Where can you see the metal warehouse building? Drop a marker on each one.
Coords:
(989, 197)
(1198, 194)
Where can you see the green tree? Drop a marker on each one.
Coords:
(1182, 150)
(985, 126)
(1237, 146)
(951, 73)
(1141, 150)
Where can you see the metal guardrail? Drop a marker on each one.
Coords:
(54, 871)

_DIRECTIONS FOR THIS TASK_.
Rewrite all of the data above as a numbered list, one line per item, skipping any blank lines.

_FINAL RESULT_.
1. Where can you see the metal warehouse building? Drop a marker on each one.
2. Coords:
3. (989, 197)
4. (1198, 194)
5. Where can you see the green tree? Drop a marker on each one.
6. Coords:
7. (1182, 150)
8. (985, 126)
9. (1237, 146)
10. (951, 73)
11. (1141, 150)
12. Where can you see the metal guardrail? Drop a marker on each one.
13. Coords:
14. (54, 871)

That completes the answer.